= TEXT SECTION =
◆ ◆ ◆ ◆ ◆ ◆ ◆
To process large-scale single-cell RNA-sequencing (scRNA-seq) data effectively without excessive distortion during dimension reduction, University of Pennsylvania researchers have develped SHARP, an ensemble random projection-based algorithm which is scalable to clustering 10 million cells. Comprehensive benchmarking tests on 17 public scRNA-seq datasets demonstrate that SHARP outperforms existing methods in terms of speed and accuracy. Particularly, for large-size datasets (>40,000 cells), SHARP runs faster than other competitors while maintaining high clustering accuracy and robustness. To the best of our knowledge, SHARP is the only R-based tool that is scalable to clustering scRNA-seq data with 10 million cells.
The framework of SHARP
(a) SHARP has 4 steps for clustering: divide-and-conquer, random projection (RP), weighted-based meta clustering, and similarity-based meta-clustering. (b) Running time and (c) clustering performance based on ARI (Hubert and Arabie 1985) of SHARP in 20 single-cell RNA-seq datasets with numbers of single cells ranging from 124 to 10 million (where datasets with 2 million, 5 million and 10 million cells were generated by randomly oversampling the dataset with 1.3 million single cells). For the datasets with >1 million cells, only SHARP can run and only the running time was provided due to lack of the ground-truth clustering labels. All of the results for SHARP were based on 100 runs of SHARP on each dataset. All the tests except for the larger-than-1-million-cell datasets were performed using a single core on an Intel Xeon CPU E5-2699 v4 @ 2.20GHz system with 500GB memory. To run datasets with > 1 million cells, we used 16 cores on the same system. CIDR and Phenograph were unable to produce clustering results for those datasets with number of cells larger than 40,000 (i.e., Park, Macosko and Montoro_large).
◆ ◆ ◆ ◆ ◆ ◆ ◆
= QUESTIONS =
1. From the text on SHARP, write out the passage starting with "To process large-scale" and going on through "with 10 million cells.".
2. Turn the paragraph of the SHARP text that begins "To process large-scale single-cell RNA-sequencing" into a bulleted list that keeps its main facts.

= RECORD EXTRACTS =
◆ ◆ ◆ ◆ ◆ ◆ ◆
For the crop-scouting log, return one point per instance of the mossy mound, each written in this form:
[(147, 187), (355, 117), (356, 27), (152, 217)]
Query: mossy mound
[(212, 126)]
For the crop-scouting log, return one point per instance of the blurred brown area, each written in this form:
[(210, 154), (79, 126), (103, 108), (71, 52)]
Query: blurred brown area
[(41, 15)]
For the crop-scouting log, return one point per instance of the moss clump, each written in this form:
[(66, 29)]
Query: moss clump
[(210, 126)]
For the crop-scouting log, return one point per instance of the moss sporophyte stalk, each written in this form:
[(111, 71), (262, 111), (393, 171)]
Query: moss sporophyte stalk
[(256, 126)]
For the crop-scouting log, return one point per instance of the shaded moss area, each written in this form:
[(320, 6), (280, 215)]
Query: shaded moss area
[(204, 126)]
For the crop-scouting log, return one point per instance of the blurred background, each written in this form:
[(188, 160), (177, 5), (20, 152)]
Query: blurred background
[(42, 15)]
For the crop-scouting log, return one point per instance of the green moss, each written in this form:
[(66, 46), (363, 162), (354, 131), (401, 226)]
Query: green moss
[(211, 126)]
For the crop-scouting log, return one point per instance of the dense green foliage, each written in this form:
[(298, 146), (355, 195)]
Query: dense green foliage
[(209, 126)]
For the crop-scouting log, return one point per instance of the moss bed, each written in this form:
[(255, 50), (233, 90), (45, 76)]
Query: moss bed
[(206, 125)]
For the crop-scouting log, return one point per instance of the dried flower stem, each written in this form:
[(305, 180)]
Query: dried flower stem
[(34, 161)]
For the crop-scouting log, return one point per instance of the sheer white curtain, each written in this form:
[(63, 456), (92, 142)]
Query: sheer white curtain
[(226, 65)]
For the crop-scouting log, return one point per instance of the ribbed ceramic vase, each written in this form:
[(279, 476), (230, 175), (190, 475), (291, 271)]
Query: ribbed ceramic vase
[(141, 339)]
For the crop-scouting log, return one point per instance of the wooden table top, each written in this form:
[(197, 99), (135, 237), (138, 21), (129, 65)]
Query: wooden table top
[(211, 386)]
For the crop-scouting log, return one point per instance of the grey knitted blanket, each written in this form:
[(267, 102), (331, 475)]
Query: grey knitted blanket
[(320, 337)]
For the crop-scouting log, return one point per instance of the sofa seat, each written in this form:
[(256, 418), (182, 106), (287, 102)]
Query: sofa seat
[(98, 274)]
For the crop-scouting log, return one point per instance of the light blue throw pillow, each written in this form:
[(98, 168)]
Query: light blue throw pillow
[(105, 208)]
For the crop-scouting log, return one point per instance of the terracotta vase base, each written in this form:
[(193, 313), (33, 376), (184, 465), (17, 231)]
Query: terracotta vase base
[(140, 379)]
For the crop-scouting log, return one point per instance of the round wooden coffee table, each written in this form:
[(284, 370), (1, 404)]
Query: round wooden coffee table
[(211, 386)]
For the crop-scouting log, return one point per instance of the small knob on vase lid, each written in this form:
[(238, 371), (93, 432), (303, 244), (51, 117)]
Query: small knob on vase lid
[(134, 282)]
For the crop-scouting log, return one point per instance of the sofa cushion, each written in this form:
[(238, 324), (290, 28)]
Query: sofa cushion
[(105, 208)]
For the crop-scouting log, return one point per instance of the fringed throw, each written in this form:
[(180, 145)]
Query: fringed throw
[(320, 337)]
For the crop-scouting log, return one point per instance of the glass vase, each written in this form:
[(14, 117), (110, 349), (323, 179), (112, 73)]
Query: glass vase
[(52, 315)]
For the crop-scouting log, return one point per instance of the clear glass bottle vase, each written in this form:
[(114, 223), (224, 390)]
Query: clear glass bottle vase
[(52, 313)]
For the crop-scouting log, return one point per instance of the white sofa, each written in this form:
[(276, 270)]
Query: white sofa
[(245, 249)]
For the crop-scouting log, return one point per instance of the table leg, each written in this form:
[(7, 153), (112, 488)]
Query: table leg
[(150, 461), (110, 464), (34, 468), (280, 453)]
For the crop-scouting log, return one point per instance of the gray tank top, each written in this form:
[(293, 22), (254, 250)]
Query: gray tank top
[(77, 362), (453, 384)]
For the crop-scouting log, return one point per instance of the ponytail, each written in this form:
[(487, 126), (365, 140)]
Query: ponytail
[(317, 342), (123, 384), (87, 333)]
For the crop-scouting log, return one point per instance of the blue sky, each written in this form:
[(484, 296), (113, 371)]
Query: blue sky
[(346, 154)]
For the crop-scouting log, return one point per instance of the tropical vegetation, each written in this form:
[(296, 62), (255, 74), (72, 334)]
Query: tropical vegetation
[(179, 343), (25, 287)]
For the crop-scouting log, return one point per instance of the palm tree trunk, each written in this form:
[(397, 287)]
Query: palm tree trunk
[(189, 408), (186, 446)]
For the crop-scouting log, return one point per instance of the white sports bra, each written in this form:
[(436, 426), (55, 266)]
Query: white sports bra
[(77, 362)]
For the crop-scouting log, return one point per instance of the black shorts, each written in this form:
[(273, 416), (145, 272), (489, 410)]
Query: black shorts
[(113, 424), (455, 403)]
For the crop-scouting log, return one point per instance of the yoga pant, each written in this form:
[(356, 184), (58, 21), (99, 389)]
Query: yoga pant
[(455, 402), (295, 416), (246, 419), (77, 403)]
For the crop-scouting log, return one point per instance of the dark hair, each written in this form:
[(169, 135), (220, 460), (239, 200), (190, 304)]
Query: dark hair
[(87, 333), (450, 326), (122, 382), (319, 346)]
◆ ◆ ◆ ◆ ◆ ◆ ◆
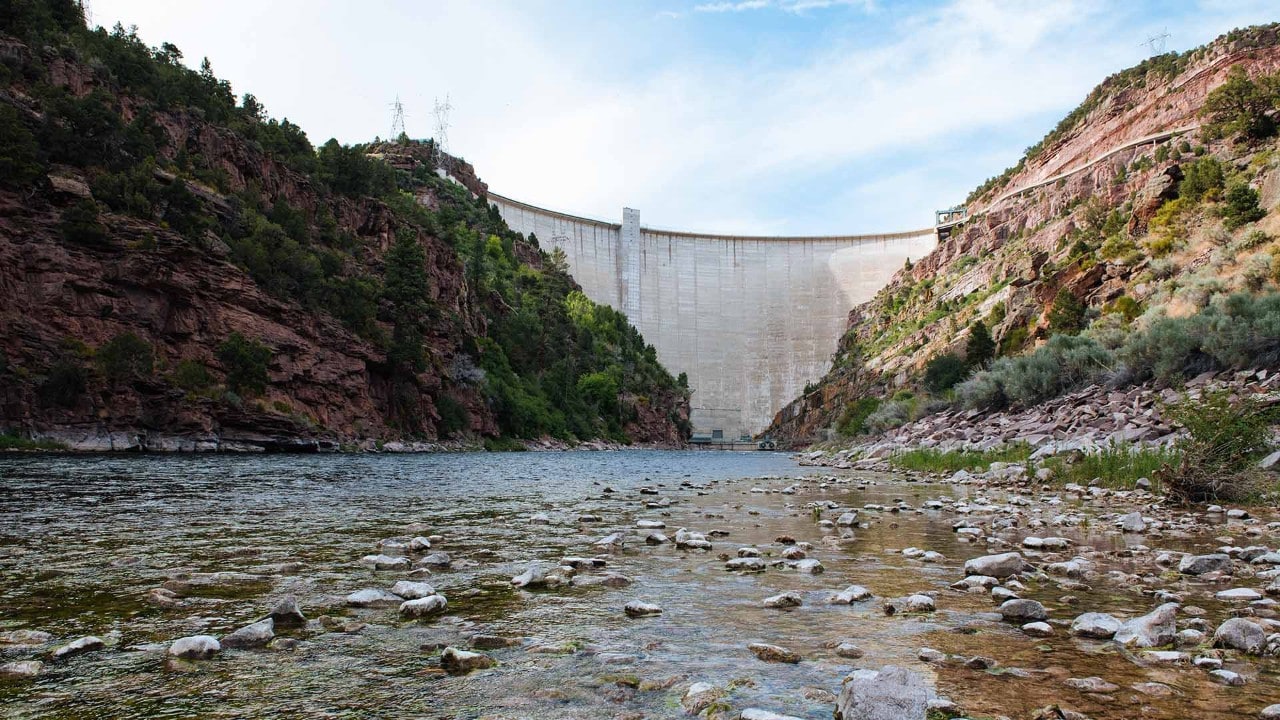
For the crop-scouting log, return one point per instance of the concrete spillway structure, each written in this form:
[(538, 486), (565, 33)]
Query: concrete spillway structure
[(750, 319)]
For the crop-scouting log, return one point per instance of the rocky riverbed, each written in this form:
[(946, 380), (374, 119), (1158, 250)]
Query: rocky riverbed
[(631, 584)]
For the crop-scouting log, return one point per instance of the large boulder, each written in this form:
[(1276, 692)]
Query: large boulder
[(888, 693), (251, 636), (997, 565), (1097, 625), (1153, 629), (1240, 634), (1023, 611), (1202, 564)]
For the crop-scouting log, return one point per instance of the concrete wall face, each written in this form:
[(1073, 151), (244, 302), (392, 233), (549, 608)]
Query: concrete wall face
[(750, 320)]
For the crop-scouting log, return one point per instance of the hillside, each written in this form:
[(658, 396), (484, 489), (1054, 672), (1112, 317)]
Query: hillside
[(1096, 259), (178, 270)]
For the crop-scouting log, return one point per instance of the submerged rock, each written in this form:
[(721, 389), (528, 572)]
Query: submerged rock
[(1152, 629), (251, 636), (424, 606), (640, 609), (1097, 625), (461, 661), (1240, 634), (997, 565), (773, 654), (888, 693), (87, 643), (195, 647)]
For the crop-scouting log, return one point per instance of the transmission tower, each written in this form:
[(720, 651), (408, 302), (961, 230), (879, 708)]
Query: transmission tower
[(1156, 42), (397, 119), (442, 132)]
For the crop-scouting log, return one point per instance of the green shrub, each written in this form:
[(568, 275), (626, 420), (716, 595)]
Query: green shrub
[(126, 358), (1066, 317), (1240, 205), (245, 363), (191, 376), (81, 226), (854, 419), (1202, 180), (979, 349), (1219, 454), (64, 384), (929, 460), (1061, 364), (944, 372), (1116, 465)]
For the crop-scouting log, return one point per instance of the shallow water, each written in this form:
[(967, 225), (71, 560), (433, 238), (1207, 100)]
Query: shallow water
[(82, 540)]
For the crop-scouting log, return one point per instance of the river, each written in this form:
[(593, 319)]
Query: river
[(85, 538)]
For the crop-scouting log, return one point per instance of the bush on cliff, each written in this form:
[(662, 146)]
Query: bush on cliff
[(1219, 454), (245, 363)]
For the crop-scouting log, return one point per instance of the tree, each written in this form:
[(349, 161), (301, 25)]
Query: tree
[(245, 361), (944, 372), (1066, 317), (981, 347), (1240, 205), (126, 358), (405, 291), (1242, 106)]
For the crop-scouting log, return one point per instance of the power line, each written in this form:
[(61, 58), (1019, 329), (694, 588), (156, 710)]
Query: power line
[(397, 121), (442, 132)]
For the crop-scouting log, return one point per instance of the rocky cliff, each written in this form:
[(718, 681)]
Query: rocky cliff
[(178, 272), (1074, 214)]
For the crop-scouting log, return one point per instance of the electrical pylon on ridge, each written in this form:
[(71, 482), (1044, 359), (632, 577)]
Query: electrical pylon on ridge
◆ ◆ ◆ ◆ ◆ ◆ ◆
= ANSWERS IN ORDER =
1.
To process large-scale single-cell RNA-sequencing (scRNA-seq) data effectively without excessive distortion during dimension reduction, University of Pennsylvania researchers have develped SHARP, an ensemble random projection-based algorithm which is scalable to clustering 10 million cells. Comprehensive benchmarking tests on 17 public scRNA-seq datasets demonstrate that SHARP outperforms existing methods in terms of speed and accuracy. Particularly, for large-size datasets (>40,000 cells), SHARP runs faster than other competitors while maintaining high clustering accuracy and robustness. To the best of our knowledge, SHARP is the only R-based tool that is scalable to clustering scRNA-seq data with 10 million cells.

2.
- University of Pennsylvania researchers developed SHARP, an ensemble random projection-based algorithm for processing large-scale scRNA-seq data without excessive distortion during dimension reduction.
- It scales to clustering 10 million cells.
- Benchmarking on 17 public scRNA-seq datasets shows that it outperforms existing methods in speed and accuracy.
- For datasets larger than 40,000 cells, it runs faster than other competitors while keeping high clustering accuracy and robustness.
- The researchers state that, to their knowledge, it is the only R-based tool that can scale to clustering scRNA-seq data with 10 million cells.